◆ **How to complete this task**
An exact reproduction of all entries is required.

◆ **Provided records**
--- START ---
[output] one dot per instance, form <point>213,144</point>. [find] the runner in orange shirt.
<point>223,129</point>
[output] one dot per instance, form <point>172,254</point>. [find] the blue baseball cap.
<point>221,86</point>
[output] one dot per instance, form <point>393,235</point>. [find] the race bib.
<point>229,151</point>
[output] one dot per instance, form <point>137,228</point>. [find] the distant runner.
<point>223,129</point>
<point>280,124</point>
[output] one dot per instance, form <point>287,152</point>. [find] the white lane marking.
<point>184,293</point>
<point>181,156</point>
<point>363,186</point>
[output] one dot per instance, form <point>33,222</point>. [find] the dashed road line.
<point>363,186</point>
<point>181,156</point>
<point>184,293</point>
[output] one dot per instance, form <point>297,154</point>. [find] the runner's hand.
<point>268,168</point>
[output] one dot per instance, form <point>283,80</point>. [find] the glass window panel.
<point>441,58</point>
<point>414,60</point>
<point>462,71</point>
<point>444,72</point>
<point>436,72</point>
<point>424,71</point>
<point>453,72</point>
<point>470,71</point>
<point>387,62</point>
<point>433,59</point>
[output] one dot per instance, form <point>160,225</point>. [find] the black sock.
--- END ---
◆ **Your solution**
[output] one dot per instance, form <point>213,144</point>. [find] the runner in orange shirt.
<point>223,129</point>
[output] one dot per instance, form <point>172,254</point>. [find] the blue baseball cap.
<point>221,86</point>
[output] one dot per instance, form <point>393,235</point>. [find] the race bib.
<point>229,151</point>
[output] one dot per instance, form <point>137,228</point>. [find] the distant runner.
<point>223,129</point>
<point>280,124</point>
[output] one dot per instance, form <point>287,152</point>. [find] the white lane marking.
<point>184,293</point>
<point>181,156</point>
<point>363,186</point>
[output] one dot per instance, form <point>33,222</point>. [find] the dashed road line.
<point>363,186</point>
<point>181,156</point>
<point>184,293</point>
[output] one dot per instance, form <point>297,154</point>. [find] the runner's hand.
<point>268,168</point>
[output] one dot per instance, form <point>283,80</point>. [find] the glass window panel.
<point>441,58</point>
<point>414,60</point>
<point>462,71</point>
<point>444,72</point>
<point>436,72</point>
<point>424,71</point>
<point>453,72</point>
<point>470,71</point>
<point>387,62</point>
<point>433,59</point>
[output] one dot per instance, form <point>160,225</point>. [find] the black sock.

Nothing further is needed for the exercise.